[Entries taken from a collection]
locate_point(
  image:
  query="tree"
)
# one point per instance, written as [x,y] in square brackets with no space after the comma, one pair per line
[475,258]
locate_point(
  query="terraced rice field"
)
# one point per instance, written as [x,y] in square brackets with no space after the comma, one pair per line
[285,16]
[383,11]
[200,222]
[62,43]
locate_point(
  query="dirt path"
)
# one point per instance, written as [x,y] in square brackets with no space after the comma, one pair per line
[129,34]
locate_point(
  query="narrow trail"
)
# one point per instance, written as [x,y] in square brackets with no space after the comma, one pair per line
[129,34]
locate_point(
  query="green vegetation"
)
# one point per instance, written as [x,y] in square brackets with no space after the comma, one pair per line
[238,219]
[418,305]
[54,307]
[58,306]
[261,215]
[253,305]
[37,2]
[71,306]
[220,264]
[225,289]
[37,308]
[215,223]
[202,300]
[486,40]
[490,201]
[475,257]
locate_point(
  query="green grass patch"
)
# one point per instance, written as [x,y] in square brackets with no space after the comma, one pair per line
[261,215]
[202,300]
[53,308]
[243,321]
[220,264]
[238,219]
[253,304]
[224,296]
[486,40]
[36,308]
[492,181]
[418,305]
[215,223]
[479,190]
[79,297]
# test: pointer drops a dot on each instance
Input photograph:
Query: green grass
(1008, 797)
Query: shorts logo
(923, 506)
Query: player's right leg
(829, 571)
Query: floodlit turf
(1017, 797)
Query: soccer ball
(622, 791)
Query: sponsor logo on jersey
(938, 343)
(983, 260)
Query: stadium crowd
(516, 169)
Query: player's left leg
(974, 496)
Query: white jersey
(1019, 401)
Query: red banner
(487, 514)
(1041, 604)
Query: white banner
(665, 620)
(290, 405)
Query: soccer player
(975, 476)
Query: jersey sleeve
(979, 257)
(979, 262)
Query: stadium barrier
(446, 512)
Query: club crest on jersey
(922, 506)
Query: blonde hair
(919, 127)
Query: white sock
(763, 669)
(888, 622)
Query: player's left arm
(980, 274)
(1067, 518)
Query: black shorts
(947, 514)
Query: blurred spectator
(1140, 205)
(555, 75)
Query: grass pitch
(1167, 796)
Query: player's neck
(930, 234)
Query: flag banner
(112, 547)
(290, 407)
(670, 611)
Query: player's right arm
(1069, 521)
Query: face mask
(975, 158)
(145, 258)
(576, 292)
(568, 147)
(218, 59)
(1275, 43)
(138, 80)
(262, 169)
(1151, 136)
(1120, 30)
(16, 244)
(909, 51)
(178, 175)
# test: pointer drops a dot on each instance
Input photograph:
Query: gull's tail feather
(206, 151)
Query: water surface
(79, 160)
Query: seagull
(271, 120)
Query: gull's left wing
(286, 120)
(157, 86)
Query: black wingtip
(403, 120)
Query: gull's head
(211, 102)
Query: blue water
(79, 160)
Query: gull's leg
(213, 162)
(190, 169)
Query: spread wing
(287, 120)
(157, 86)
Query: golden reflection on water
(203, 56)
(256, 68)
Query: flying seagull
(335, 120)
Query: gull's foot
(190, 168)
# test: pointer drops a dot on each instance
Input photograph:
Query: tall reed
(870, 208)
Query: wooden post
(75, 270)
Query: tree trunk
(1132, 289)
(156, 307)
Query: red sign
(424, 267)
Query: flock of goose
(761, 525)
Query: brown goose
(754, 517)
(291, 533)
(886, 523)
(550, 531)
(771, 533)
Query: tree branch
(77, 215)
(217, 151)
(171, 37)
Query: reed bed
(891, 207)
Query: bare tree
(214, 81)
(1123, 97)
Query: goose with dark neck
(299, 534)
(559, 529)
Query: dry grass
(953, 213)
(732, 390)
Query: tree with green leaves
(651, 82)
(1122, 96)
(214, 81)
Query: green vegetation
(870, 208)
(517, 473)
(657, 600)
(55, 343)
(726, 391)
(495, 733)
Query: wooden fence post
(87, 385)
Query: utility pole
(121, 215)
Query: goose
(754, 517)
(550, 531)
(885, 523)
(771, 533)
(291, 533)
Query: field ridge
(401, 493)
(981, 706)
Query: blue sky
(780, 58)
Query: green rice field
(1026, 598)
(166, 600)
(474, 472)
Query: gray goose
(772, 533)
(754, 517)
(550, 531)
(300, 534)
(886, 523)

THE REQUEST: Repeat all the entries word for word.

ANSWER BELOW:
locate_point(
  image:
  query="tree"
)
# one point per instance, written as [x,y] in square brackets with no space after the comma, one pair per line
[475,258]
locate_point(
  query="terraced rice field"
)
# one point per instance, written as [x,y] in square brackets with no space after the comma, one pair per line
[285,16]
[383,11]
[200,222]
[62,43]
locate_point(
  query="dirt path"
)
# one point per instance, written as [x,y] in square brackets with no space after the comma, one pair per line
[129,34]
locate_point(
  query="narrow trail"
)
# one point per instance, written as [x,y] in square brackets with no space after the comma, one pair per line
[129,34]
locate_point(
  query="green vegetation"
)
# one point per instance, written as [x,y] in square brackets with no space after the comma, one pair per line
[238,219]
[418,305]
[54,307]
[58,306]
[261,215]
[253,305]
[37,2]
[71,306]
[220,264]
[225,289]
[37,308]
[215,223]
[202,300]
[486,40]
[490,201]
[475,257]
locate_point(
  query="green grass patch"
)
# one point per instance, written as [x,y] in square brackets with no space after the comma, one pair per line
[261,215]
[202,300]
[53,308]
[243,321]
[220,264]
[238,219]
[253,304]
[224,296]
[486,40]
[36,308]
[492,181]
[418,305]
[215,223]
[479,190]
[79,297]
# test: pointer drops a dot on each instance
Input photograph:
Query: green grass
(1008, 797)
Query: shorts logo
(923, 506)
Query: player's right leg
(829, 571)
Query: floodlit turf
(1017, 797)
Query: soccer ball
(622, 791)
Query: sponsor logo on jersey
(938, 343)
(983, 260)
Query: stadium crowd
(516, 169)
Query: player's left leg
(974, 496)
Query: white jersey
(1019, 401)
Query: red banner
(487, 514)
(1041, 604)
Query: white banner
(665, 620)
(290, 405)
Query: soccer player
(975, 476)
Query: jersey sleeve
(979, 257)
(979, 262)
Query: stadium barrier
(446, 512)
Query: club crest on jersey
(922, 506)
Query: blonde hair
(919, 127)
Query: white sock
(763, 669)
(888, 622)
Query: player's left arm
(980, 274)
(1067, 518)
Query: black shorts
(947, 514)
Query: blurred spectator
(1140, 205)
(555, 75)
Query: grass pitch
(1167, 796)
Query: player's neck
(930, 234)
Query: flag banner
(112, 547)
(290, 407)
(670, 611)
Query: player's right arm
(1069, 521)
Query: face mask
(975, 158)
(145, 258)
(576, 292)
(568, 147)
(218, 59)
(1275, 43)
(138, 80)
(262, 169)
(1151, 136)
(1120, 30)
(16, 244)
(909, 51)
(178, 175)
# test: pointer drops a dot on each instance
Input photograph:
Query: gull's tail feather
(206, 151)
Query: water surface
(79, 160)
Query: seagull
(271, 120)
Query: gull's left wing
(286, 120)
(157, 86)
Query: black wingtip
(403, 120)
Query: gull's head
(211, 102)
Query: blue water
(79, 160)
Query: gull's leg
(213, 162)
(190, 169)
Query: spread wing
(287, 120)
(157, 86)
Query: golden reflection on water
(203, 56)
(256, 68)
Query: flying seagull
(335, 120)
Query: gull's foot
(190, 168)
# test: pointer drops a dot on each instance
Input photograph:
Query: tall reed
(870, 208)
Query: wooden post
(75, 270)
Query: tree trunk
(1132, 289)
(156, 307)
Query: red sign
(424, 267)
Query: flock of goose
(761, 525)
Query: brown goose
(754, 517)
(291, 533)
(886, 523)
(550, 531)
(771, 533)
Query: tree branch
(77, 215)
(217, 151)
(171, 37)
Query: reed bed
(891, 207)
Query: bare tree
(214, 81)
(1123, 97)
Query: goose with dark neck
(299, 534)
(559, 529)
Query: dry grass
(953, 213)
(732, 390)
Query: tree with green leaves
(651, 82)
(1122, 96)
(214, 81)
Query: green vegetation
(870, 208)
(517, 473)
(657, 600)
(55, 343)
(726, 391)
(495, 733)
Query: wooden fence post
(87, 385)
Query: utility pole
(121, 215)
Query: goose
(754, 517)
(550, 531)
(885, 523)
(771, 533)
(291, 533)
Query: field ridge
(401, 493)
(981, 706)
Query: blue sky
(780, 58)
Query: green rice field
(1026, 598)
(166, 600)
(474, 472)
Query: gray goose
(772, 533)
(754, 517)
(550, 531)
(300, 534)
(886, 523)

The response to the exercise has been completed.